======== PROVIDED RECORDS ========

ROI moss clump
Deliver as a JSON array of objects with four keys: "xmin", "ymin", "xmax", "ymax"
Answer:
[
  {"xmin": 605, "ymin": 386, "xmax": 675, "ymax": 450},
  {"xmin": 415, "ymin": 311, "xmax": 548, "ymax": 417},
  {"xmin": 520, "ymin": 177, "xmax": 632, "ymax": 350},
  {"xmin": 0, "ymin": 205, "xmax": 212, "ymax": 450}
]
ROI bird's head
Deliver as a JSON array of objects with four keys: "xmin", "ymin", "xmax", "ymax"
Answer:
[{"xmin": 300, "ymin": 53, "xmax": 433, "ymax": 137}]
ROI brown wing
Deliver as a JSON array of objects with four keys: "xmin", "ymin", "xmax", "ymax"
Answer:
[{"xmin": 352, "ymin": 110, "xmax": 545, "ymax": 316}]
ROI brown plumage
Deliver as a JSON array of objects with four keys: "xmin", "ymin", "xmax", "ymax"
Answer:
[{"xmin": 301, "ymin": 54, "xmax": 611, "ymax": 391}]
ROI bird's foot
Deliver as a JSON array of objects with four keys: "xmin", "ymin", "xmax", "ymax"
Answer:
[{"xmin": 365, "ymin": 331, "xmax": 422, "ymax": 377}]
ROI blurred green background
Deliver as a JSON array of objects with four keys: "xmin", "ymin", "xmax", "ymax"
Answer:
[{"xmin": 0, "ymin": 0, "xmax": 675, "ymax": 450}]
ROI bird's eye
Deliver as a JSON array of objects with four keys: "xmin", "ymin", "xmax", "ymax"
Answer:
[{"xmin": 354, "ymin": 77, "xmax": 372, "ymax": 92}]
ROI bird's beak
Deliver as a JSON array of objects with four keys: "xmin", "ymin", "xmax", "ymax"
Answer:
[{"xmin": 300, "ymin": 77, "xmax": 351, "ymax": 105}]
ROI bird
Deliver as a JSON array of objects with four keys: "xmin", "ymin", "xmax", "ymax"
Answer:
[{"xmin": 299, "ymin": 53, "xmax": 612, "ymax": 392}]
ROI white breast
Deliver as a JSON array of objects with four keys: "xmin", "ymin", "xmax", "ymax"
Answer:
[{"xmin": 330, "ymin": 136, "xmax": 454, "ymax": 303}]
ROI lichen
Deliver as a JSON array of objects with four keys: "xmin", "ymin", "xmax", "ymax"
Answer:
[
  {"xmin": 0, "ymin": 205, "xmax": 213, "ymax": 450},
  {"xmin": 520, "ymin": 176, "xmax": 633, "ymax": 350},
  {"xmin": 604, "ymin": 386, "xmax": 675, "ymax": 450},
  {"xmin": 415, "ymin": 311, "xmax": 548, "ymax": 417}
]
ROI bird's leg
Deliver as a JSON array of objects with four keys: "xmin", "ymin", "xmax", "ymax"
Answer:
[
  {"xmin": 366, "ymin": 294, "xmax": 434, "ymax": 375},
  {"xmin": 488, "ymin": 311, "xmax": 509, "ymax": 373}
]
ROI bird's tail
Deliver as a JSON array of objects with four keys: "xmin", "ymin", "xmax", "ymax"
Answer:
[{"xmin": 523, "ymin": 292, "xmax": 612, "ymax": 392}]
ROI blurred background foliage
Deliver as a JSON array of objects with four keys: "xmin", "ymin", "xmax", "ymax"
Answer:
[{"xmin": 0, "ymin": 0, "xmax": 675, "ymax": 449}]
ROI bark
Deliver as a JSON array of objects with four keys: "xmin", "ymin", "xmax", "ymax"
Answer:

========

- [WRITTEN PROBLEM] Can you quote all of the records above word for word, from the first line to the last?

- [SOLUTION]
ROI moss clump
Deliver as a JSON array of objects with four keys: "xmin", "ymin", "xmax", "ymax"
Answer:
[
  {"xmin": 605, "ymin": 386, "xmax": 675, "ymax": 450},
  {"xmin": 415, "ymin": 311, "xmax": 548, "ymax": 417},
  {"xmin": 520, "ymin": 177, "xmax": 632, "ymax": 350},
  {"xmin": 0, "ymin": 205, "xmax": 212, "ymax": 450}
]
ROI bird's head
Deliver as a JSON array of objects with four keys: "xmin", "ymin", "xmax", "ymax"
Answer:
[{"xmin": 300, "ymin": 53, "xmax": 433, "ymax": 137}]
ROI brown wing
Deliver as a JSON array of objects with four keys: "xmin", "ymin", "xmax", "ymax"
Answer:
[{"xmin": 352, "ymin": 110, "xmax": 545, "ymax": 316}]
ROI brown plumage
Deliver as a JSON array of objects with four keys: "xmin", "ymin", "xmax", "ymax"
Answer:
[{"xmin": 301, "ymin": 54, "xmax": 611, "ymax": 391}]
ROI bird's foot
Deliver as a JSON array of objects with four keys: "xmin", "ymin", "xmax", "ymax"
Answer:
[{"xmin": 365, "ymin": 331, "xmax": 422, "ymax": 377}]
ROI blurred green background
Deliver as a JSON array of objects with four keys: "xmin", "ymin", "xmax", "ymax"
Answer:
[{"xmin": 0, "ymin": 0, "xmax": 675, "ymax": 450}]
ROI bird's eye
Deliver as a JSON array of objects with four keys: "xmin", "ymin", "xmax", "ymax"
Answer:
[{"xmin": 354, "ymin": 77, "xmax": 372, "ymax": 92}]
ROI bird's beak
Deliver as a JSON array of objects with four keys: "xmin", "ymin", "xmax", "ymax"
Answer:
[{"xmin": 300, "ymin": 77, "xmax": 351, "ymax": 105}]
ROI bird
Deliver as a JSON array of objects with four keys: "xmin", "ymin", "xmax", "ymax"
Answer:
[{"xmin": 299, "ymin": 53, "xmax": 612, "ymax": 392}]
ROI white breast
Deliver as a JSON array of objects with four keys: "xmin", "ymin", "xmax", "ymax"
Answer:
[{"xmin": 330, "ymin": 136, "xmax": 454, "ymax": 303}]
ROI lichen
Deliver as a JSON array of objects with four keys: "xmin", "ymin", "xmax", "ymax"
Answer:
[
  {"xmin": 0, "ymin": 205, "xmax": 213, "ymax": 450},
  {"xmin": 520, "ymin": 176, "xmax": 633, "ymax": 350},
  {"xmin": 604, "ymin": 386, "xmax": 675, "ymax": 450},
  {"xmin": 415, "ymin": 311, "xmax": 548, "ymax": 417}
]
ROI bird's leg
Deliver as a JSON array of objects with four keys: "xmin", "ymin", "xmax", "ymax"
Answer:
[
  {"xmin": 366, "ymin": 294, "xmax": 434, "ymax": 375},
  {"xmin": 488, "ymin": 311, "xmax": 509, "ymax": 373}
]
ROI bird's tail
Deliver as a JSON array of objects with four keys: "xmin", "ymin", "xmax", "ymax"
Answer:
[{"xmin": 523, "ymin": 292, "xmax": 612, "ymax": 392}]
ROI blurred background foliage
Deliver as a JSON array of objects with four keys: "xmin", "ymin", "xmax", "ymax"
Answer:
[{"xmin": 0, "ymin": 0, "xmax": 675, "ymax": 449}]
ROI bark
Deliver as a JSON array of objects with four keys: "xmin", "ymin", "xmax", "ymax"
Answer:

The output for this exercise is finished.